#### Données à traiter
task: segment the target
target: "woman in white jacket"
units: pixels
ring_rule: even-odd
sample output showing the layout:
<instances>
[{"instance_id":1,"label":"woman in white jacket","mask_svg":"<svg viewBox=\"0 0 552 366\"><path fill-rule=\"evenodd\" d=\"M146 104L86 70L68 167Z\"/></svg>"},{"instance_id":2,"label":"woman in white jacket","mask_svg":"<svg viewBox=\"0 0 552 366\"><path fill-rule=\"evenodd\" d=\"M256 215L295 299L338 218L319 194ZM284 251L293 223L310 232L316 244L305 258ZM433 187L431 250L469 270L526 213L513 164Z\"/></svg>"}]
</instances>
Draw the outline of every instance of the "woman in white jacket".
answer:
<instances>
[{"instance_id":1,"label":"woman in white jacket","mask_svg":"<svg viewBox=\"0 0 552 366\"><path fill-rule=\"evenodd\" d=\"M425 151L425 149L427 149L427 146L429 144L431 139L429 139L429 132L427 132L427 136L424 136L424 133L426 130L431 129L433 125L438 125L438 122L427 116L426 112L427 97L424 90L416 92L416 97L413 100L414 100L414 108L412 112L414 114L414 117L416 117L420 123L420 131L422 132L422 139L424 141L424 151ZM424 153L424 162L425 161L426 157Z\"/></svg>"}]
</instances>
########
§ Consignes de travail:
Pouvez-vous disposer en liste numérotée les lignes de toutes les entrées ci-dessus, en omettant les lignes vides ?

§ Solution proposée:
1. task: segment the target
2. target: "woman in white jacket"
3. units: pixels
4. ring_rule: even-odd
5. sample output showing the layout:
6. <instances>
7. [{"instance_id":1,"label":"woman in white jacket","mask_svg":"<svg viewBox=\"0 0 552 366\"><path fill-rule=\"evenodd\" d=\"M146 104L86 70L68 167Z\"/></svg>"},{"instance_id":2,"label":"woman in white jacket","mask_svg":"<svg viewBox=\"0 0 552 366\"><path fill-rule=\"evenodd\" d=\"M256 215L295 299L338 218L319 194ZM284 251L293 223L310 232L316 244L305 258ZM433 187L431 250L469 270L526 213L513 164Z\"/></svg>"}]
8. </instances>
9. Draw the outline of every instance of the "woman in white jacket".
10. answer:
11. <instances>
12. [{"instance_id":1,"label":"woman in white jacket","mask_svg":"<svg viewBox=\"0 0 552 366\"><path fill-rule=\"evenodd\" d=\"M425 151L425 149L427 149L427 146L429 144L431 139L429 139L429 132L427 132L427 136L424 136L424 133L426 130L431 129L433 125L438 125L438 122L427 116L426 112L427 97L424 90L416 92L416 97L413 100L414 100L414 108L412 112L414 114L414 117L416 117L420 123L420 131L422 132L422 139L424 141L424 151ZM424 153L424 162L425 161L426 157Z\"/></svg>"}]
13. </instances>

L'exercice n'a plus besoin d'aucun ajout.